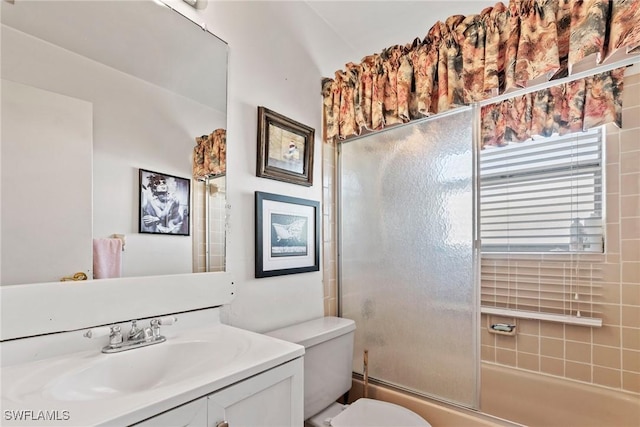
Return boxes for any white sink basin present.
[0,315,304,427]
[44,341,243,401]
[7,336,250,402]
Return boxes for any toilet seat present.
[331,398,431,427]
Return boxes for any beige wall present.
[323,74,640,394]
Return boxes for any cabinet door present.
[136,397,207,427]
[208,358,304,427]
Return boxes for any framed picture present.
[257,107,315,187]
[256,191,320,277]
[138,169,191,236]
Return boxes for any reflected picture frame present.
[256,107,315,187]
[255,191,320,278]
[138,169,191,236]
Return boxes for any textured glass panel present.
[340,110,478,407]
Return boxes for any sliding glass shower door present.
[339,109,479,408]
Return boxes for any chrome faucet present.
[84,316,178,353]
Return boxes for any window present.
[480,127,604,326]
[480,127,604,253]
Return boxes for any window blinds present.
[480,128,605,326]
[480,127,603,253]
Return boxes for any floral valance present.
[193,129,227,179]
[322,0,640,145]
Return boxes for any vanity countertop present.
[2,323,304,426]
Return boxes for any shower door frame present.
[335,103,481,411]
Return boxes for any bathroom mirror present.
[0,0,228,285]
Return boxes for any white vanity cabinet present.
[136,357,304,427]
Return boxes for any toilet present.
[265,317,431,427]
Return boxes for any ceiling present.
[306,0,496,61]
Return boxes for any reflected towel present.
[93,239,122,279]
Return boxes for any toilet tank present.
[265,317,356,420]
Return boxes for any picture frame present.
[256,107,315,187]
[255,191,320,278]
[138,169,191,236]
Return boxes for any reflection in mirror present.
[0,0,228,285]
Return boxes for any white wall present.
[172,1,353,332]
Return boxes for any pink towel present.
[93,239,122,279]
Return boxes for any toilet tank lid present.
[265,316,356,348]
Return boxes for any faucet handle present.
[158,316,178,325]
[150,316,178,337]
[83,325,122,344]
[82,326,111,338]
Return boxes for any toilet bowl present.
[266,317,431,427]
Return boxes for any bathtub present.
[480,363,640,427]
[349,362,640,427]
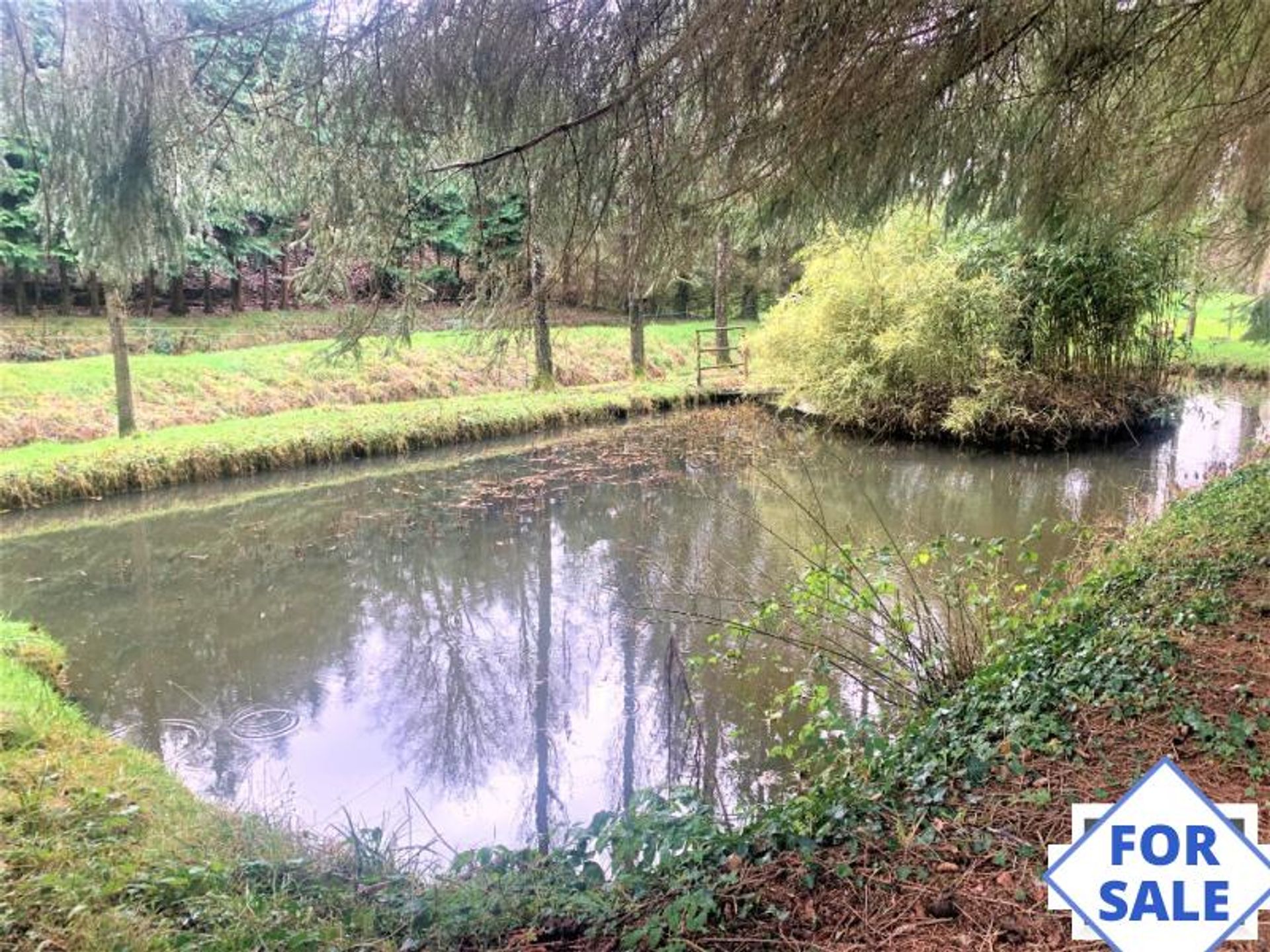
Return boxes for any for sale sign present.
[1045,758,1270,952]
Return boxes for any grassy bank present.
[0,379,702,509]
[0,461,1270,952]
[0,303,635,362]
[0,325,716,447]
[1176,294,1270,379]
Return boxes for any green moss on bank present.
[0,382,701,509]
[0,324,716,447]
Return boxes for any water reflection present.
[0,395,1270,848]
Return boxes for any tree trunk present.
[626,290,648,377]
[622,198,648,378]
[57,258,71,313]
[107,289,137,436]
[278,247,291,311]
[167,272,189,316]
[675,276,692,317]
[87,272,102,317]
[533,508,552,854]
[13,264,28,317]
[530,244,555,389]
[230,258,243,313]
[591,242,599,311]
[714,225,732,363]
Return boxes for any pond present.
[0,389,1270,849]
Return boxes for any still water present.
[0,391,1270,849]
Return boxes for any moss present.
[0,381,726,509]
[0,324,726,447]
[0,622,66,690]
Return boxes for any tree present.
[0,0,202,436]
[0,138,44,316]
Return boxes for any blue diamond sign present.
[1044,758,1270,952]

#### [TO BE DONE]
Arrange all of the data above as a two-column CSV with the header label_query,boxes, one row for each line of text paired with the coordinates listed under it. Put each value in its own double-quoted field, turn line breaks into spaces, and leave the pictures out.

#### [TASK SOLUTION]
label_query,boxes
"Return boxes for any white sink basin present.","[0,315,304,427] [44,341,243,401] [7,336,250,402]"
"Return boxes for any toilet seat present.","[331,398,431,427]"
"Return boxes for any beige wall present.","[323,74,640,394]"
"Return boxes for any cabinet door present.","[136,397,207,427] [208,358,304,427]"
"Return boxes for any framed picture present.","[257,107,315,187] [256,191,320,277] [138,169,191,236]"
"Return boxes for any reflected picture frame present.","[256,107,315,187] [255,191,320,278] [138,169,191,236]"
"Return boxes for any textured glass panel present.","[340,110,478,407]"
"Return boxes for any sliding glass shower door present.","[339,109,479,408]"
"Return boxes for any chrome faucet present.","[84,316,178,353]"
"Return boxes for any window present.","[480,127,604,326] [480,127,604,253]"
"Return boxes for any window blinds present.","[480,128,605,326] [480,127,603,253]"
"Return boxes for any floral valance present.","[193,129,227,179] [322,0,640,145]"
"Return boxes for any vanity countertop present.","[2,323,304,426]"
"Return boxes for any shower door frame present.","[335,103,481,411]"
"Return boxes for any bathroom mirror present.","[0,0,228,285]"
"Return boxes for any white vanity cabinet present.","[136,357,304,427]"
"Return boxes for any toilet present.","[265,317,431,427]"
"Return boxes for any ceiling present.","[306,0,496,61]"
"Return boxes for any reflected towel present.","[93,239,122,279]"
"Return boxes for any toilet tank present.","[265,317,356,420]"
"Return boxes for any picture frame present.","[256,107,315,187] [255,191,320,278] [138,169,191,236]"
"Return boxes for any reflection in mirror present.","[0,0,228,285]"
"Return boxes for any white wall present.","[172,1,353,332]"
"Return boxes for any pink towel present.","[93,239,122,279]"
"Return boxes for any toilet tank lid present.","[265,316,356,348]"
"Return boxes for any faucet handle present.","[158,316,178,325] [150,316,178,337] [83,325,122,344] [82,326,111,338]"
"Return boxes for any toilet bowl present.","[266,317,431,427]"
"Return boxes for any bathtub present.","[480,363,640,427] [349,362,640,427]"
"Return boxes for any for sale sign present.","[1045,758,1270,952]"
"Return boxes for any grassy bank present.","[0,379,702,509] [0,461,1270,952] [0,303,635,362] [0,325,716,447] [1176,294,1270,379]"
"Return boxes for any green moss on bank present.","[0,382,701,509] [0,324,716,447]"
"Return boxes for any water reflection present.","[0,395,1270,848]"
"Return boxes for any tree trunk present.","[626,290,648,377] [622,198,648,378] [57,258,71,313] [107,289,137,436] [278,247,291,311] [167,272,189,316] [675,276,692,317] [87,272,102,317] [533,508,552,854] [13,264,28,317] [530,244,555,389] [230,258,243,313] [591,242,599,311] [714,225,732,363]"
"Return boxes for any pond present.","[0,389,1270,849]"
"Return boxes for any still water present.","[0,391,1270,849]"
"Return boxes for any moss present.","[0,381,726,509] [0,324,726,447] [0,622,66,690]"
"Return boxes for any tree present.","[0,0,202,436] [0,138,44,316]"
"Return boxes for any blue diamond sign present.","[1044,758,1270,952]"